* _PAGE_:
# Conduct and Interpret a Linear Regression

*What is Linear Regression?*

Linear regression is the most basic and commonly used predictive analysis. Regression estimates are used to describe data and to explain the relationship between one dependent variable and one or more independent variables. At the center of the regression analysis is the task of fitting a single line through a scatter plot. The simplest form with one dependent and one independent variable is defined by the formula *y = a + b*x. *

Sometimes the dependent variable is also called endogenous variable, prognostic variable or regressand. The independent variables are also called exogenous variables, predictor variables or regressors. However Linear Regression Analysis consists of more than just fitting a linear line through a cloud of data points. It consists of 3 stages: 1) analyzing the correlation and directionality of the data, 2) estimating the model, i.e., fitting the line, and 3) evaluating the validity and usefulness of the model.

There are three major uses for Regression Analysis: 1) causal analysis, 2) forecasting an effect, 3) trend forecasting. Other than correlation analysis, which focuses on the strength of the relationship between two or more variables, regression analysis assumes a dependence or causal relationship between one or more independent and one dependent variable.

Firstly, it might be used to identify the strength of the effect that the independent variable(s) have on a dependent variable. Typical questions are what is the strength of relationship between dose and effect, sales and marketing spending, age and income.

Secondly, it can be used to forecast effects or impacts of changes. That is, regression analysis helps us to understand how much the dependent variable will change when we change one or more independent variables. Typical questions are, “*How much additional Y do I get for one additional unit of X*?”.

Thirdly, regression analysis predicts trends and future values. The regression analysis can be used to get point estimates. Typical questions are, “*What will the price for gold be 6 month from now?*” “*What is the total effort for a task X?“
*

*The Linear Regression in SPSS*

The research question for the Linear Regression Analysis is as follows:

*In our sample of 107 students can we predict the standardized test score of reading when we know the standardized test score of writing? *

The first step is to check whether there is a linear relationship in the data. For that we check the scatter plot (*Graphs/Chart Builder…*). The scatter plot indicates a good linear relationship, which allows us to conduct a linear regression analysis. We can also check the Pearson's Bivariate Correlation (*Analyze/Correlate/Bivariate…*) and find that both variables are strongly correlated (r = .645 with p < 0.001).

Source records
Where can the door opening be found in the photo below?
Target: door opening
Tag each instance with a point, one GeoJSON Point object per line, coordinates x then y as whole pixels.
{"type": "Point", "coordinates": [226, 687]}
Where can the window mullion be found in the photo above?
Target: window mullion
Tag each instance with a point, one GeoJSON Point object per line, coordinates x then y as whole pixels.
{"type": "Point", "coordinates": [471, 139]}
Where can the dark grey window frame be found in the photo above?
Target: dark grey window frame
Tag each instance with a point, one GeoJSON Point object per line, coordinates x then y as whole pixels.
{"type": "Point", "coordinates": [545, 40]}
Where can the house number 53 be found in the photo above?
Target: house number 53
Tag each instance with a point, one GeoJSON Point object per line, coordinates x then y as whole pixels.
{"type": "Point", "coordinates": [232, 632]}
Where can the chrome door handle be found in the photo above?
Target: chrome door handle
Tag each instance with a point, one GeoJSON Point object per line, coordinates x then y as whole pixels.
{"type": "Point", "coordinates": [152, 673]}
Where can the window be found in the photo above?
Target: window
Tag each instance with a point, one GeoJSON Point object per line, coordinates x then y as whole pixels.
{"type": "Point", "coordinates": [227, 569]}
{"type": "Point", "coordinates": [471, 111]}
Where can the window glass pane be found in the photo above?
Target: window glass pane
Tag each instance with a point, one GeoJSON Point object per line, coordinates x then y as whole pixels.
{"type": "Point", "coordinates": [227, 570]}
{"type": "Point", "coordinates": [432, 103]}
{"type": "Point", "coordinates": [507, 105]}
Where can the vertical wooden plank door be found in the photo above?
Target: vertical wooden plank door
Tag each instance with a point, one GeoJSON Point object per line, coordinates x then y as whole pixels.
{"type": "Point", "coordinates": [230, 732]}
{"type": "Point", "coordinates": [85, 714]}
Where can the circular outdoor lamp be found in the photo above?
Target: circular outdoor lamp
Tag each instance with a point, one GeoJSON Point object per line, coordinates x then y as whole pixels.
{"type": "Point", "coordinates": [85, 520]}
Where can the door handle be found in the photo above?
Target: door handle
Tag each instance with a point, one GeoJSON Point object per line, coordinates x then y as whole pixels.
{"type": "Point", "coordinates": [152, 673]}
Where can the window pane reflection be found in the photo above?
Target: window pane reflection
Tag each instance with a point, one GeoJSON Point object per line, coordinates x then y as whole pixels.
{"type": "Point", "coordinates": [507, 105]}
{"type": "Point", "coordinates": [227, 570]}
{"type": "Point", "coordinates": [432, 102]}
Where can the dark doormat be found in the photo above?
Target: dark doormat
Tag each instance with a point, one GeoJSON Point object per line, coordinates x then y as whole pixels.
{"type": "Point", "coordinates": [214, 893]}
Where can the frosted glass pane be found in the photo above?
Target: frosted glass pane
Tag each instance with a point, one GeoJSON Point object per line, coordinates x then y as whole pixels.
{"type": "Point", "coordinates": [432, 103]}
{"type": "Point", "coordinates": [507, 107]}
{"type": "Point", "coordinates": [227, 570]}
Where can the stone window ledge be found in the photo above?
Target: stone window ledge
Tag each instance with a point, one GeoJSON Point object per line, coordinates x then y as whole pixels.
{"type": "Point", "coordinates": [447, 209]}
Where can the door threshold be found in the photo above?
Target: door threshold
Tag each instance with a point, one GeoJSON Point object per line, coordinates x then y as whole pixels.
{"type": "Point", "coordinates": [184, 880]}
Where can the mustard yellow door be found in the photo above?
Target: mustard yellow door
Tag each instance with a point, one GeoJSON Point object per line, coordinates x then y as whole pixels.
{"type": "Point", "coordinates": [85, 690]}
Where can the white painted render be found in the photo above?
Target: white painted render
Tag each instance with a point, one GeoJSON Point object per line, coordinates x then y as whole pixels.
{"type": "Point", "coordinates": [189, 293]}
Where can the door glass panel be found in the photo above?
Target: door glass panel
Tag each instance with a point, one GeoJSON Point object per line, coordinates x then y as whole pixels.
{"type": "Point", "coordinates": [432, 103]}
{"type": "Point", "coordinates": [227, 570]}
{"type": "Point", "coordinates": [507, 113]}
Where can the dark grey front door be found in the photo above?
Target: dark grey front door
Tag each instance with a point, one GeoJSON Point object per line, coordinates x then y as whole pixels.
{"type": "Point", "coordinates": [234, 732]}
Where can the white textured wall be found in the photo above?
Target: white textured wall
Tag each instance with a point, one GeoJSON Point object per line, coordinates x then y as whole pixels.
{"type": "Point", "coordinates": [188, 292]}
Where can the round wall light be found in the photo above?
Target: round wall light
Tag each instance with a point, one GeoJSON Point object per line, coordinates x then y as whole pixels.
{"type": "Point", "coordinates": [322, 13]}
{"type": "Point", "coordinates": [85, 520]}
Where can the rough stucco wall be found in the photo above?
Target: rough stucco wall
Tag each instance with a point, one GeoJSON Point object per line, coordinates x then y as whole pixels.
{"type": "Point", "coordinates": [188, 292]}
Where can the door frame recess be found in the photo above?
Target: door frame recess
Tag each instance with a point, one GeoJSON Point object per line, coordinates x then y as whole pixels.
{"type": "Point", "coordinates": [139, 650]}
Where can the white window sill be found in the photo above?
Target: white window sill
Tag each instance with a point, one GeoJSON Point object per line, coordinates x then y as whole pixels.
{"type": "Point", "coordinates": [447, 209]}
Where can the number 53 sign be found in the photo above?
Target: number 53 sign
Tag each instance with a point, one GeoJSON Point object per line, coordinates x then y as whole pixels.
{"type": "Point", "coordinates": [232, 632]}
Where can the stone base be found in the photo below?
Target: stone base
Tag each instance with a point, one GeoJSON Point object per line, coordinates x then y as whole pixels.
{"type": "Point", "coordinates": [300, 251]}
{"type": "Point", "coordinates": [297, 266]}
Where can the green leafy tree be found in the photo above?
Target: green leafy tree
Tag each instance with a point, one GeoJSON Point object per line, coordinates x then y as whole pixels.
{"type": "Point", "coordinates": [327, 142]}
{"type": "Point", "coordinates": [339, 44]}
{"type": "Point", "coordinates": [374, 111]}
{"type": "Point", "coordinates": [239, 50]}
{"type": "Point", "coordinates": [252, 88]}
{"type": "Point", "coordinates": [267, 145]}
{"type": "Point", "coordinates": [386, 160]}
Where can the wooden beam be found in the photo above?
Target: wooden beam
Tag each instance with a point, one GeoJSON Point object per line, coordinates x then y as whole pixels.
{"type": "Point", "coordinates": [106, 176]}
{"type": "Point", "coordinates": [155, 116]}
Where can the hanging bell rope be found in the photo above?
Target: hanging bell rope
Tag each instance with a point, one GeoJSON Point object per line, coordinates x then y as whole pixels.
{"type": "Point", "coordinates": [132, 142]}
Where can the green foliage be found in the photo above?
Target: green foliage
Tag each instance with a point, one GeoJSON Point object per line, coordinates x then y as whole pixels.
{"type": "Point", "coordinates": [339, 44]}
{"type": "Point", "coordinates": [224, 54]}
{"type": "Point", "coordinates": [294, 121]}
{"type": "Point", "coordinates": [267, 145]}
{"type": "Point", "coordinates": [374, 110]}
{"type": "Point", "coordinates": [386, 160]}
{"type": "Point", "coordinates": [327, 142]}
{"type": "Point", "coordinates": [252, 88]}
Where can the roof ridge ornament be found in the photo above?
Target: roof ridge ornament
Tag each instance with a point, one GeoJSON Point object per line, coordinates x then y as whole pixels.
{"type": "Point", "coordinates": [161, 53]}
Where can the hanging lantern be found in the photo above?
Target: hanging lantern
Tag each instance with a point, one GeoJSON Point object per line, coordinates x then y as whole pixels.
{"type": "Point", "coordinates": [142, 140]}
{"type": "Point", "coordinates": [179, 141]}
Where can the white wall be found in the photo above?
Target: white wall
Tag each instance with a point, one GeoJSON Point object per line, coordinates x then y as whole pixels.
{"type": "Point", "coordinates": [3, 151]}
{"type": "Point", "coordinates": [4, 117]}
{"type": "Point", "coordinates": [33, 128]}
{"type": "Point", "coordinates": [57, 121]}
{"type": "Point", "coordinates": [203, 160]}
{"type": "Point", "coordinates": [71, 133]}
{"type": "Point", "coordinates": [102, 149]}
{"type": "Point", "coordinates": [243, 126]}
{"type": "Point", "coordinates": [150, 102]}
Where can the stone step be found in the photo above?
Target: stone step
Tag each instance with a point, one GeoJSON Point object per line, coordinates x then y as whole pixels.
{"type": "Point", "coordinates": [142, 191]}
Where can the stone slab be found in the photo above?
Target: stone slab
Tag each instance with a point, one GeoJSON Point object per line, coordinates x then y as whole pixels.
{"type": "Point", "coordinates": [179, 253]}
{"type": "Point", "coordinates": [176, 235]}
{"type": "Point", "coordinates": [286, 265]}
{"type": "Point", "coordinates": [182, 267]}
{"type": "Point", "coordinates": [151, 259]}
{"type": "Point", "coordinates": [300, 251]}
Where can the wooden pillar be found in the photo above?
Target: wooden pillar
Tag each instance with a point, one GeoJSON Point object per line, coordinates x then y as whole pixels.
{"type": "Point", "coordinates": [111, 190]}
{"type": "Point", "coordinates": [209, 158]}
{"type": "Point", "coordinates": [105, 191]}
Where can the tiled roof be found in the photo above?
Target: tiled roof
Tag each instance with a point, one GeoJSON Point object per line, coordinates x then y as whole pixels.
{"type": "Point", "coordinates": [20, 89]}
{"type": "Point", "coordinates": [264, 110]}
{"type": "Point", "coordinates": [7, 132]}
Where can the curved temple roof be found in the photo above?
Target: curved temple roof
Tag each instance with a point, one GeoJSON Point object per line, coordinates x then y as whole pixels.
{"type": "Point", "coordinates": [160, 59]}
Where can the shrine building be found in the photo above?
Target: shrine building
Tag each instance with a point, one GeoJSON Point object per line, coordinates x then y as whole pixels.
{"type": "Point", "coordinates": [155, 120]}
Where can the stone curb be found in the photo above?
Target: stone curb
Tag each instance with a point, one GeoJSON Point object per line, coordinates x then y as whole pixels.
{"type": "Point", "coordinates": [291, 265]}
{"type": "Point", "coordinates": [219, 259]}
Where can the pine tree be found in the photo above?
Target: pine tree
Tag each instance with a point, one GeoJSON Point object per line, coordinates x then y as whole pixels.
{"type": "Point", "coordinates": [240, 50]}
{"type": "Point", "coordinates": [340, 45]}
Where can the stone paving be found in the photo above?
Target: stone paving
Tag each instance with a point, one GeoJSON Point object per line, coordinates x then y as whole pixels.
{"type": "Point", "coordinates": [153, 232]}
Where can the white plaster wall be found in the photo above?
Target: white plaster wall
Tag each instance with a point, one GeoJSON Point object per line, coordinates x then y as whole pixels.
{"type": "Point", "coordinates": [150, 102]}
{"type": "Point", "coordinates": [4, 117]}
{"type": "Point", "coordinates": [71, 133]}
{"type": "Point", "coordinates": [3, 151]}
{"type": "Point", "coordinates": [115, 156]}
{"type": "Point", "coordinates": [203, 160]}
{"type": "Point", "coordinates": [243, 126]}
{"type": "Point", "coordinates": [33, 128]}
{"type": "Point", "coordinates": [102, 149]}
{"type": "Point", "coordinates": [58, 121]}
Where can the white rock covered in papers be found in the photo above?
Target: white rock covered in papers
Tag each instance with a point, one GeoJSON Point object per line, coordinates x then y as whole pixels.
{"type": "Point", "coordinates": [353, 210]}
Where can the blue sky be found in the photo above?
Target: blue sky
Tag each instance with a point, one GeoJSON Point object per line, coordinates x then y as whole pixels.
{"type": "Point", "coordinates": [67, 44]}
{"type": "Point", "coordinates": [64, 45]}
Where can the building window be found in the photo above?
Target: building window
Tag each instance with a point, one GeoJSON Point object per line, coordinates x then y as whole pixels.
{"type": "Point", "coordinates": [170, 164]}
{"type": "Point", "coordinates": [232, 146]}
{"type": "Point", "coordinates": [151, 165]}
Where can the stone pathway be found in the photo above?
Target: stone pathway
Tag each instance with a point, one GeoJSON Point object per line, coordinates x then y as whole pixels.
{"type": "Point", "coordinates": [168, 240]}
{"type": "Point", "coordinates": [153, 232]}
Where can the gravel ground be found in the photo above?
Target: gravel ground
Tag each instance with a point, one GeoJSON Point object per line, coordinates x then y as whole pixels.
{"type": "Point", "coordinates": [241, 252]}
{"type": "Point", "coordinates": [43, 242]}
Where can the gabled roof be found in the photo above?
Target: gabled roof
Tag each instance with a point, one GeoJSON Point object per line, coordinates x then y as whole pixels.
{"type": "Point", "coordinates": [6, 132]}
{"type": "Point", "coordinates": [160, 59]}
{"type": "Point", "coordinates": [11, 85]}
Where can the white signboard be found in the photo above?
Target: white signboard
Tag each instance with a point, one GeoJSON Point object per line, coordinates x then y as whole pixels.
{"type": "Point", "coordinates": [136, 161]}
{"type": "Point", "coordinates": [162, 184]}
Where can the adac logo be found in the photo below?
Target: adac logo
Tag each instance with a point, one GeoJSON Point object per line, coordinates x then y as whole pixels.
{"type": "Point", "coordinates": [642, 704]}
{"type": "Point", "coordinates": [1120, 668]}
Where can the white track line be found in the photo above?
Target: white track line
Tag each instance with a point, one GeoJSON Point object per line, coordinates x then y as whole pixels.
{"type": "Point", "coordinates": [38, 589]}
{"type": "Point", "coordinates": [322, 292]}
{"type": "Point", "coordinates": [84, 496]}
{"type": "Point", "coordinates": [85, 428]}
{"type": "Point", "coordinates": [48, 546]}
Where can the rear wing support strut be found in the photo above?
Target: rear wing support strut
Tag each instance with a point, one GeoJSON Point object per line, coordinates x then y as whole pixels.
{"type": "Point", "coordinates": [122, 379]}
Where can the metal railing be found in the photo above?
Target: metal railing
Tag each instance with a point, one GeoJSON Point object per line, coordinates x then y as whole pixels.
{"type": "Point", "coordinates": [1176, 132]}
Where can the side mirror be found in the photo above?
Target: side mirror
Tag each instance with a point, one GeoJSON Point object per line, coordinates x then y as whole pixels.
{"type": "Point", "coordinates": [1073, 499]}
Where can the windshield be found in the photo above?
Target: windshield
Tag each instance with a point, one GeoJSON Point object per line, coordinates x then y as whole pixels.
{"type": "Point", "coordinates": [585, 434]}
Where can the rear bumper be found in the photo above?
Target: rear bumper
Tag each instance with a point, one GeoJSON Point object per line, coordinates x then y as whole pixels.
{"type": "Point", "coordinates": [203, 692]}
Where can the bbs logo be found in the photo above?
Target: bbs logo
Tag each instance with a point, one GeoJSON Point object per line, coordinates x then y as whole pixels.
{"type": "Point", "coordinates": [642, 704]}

* _TO BE DONE_:
- A) List the three major uses of regression analysis named on the linear regression page.
- B) Identify each line in the listing that contains the string "strut".
The listing has no connection to the linear regression page.

* _RESPONSES PER TASK_:
- A)
1) Causal analysis
2) Forecasting an effect
3) Trend forecasting

- B)
Where can the rear wing support strut be found in the photo above?
Target: rear wing support strut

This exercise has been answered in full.